--- START ---

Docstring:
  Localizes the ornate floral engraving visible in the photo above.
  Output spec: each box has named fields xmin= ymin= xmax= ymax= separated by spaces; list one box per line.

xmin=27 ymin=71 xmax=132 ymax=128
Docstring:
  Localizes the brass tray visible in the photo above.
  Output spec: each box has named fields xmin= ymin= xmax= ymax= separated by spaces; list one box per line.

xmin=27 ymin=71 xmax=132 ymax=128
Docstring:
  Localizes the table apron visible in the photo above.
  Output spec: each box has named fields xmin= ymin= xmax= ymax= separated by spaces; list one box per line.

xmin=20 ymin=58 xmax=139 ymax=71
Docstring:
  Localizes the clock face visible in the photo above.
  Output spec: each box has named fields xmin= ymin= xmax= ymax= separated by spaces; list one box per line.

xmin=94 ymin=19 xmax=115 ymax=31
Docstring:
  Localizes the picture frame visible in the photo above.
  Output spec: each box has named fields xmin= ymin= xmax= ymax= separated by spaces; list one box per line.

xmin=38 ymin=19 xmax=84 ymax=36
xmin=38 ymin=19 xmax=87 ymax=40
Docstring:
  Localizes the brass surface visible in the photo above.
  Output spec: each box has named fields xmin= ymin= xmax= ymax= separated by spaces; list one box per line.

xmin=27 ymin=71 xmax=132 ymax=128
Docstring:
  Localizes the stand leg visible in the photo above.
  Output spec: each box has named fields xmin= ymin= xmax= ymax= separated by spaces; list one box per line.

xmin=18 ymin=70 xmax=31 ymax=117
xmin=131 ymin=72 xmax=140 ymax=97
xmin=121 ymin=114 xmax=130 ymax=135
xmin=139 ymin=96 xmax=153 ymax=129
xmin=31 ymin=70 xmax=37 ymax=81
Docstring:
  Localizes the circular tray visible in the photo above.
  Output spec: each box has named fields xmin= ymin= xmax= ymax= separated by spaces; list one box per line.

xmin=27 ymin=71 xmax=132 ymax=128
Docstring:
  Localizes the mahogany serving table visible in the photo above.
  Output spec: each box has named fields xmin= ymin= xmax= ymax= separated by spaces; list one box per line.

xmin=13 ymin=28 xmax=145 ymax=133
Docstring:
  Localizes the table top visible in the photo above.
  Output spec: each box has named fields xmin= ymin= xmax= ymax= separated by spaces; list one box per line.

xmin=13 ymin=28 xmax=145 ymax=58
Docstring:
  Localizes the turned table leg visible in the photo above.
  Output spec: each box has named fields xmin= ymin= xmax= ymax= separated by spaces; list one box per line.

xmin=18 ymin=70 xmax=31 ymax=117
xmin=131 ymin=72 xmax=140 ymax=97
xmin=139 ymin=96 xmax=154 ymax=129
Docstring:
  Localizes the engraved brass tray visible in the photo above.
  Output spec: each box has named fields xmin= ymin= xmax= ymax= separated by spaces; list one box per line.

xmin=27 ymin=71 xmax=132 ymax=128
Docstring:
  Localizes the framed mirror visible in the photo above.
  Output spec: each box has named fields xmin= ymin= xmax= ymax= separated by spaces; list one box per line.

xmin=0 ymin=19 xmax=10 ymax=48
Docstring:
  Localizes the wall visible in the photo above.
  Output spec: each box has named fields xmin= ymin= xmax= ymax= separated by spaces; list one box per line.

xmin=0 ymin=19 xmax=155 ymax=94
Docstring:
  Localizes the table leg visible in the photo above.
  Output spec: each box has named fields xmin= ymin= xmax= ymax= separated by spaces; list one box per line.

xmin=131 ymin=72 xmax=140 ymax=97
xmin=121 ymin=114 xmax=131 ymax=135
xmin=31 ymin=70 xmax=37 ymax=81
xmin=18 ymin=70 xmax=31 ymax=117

--- END ---

Pull out each line in the items above that contains the word "tray", and copy those lines unchanged.

◆ Written solution:
  Localizes the brass tray visible in the photo above.
  Localizes the circular tray visible in the photo above.
  Localizes the engraved brass tray visible in the photo above.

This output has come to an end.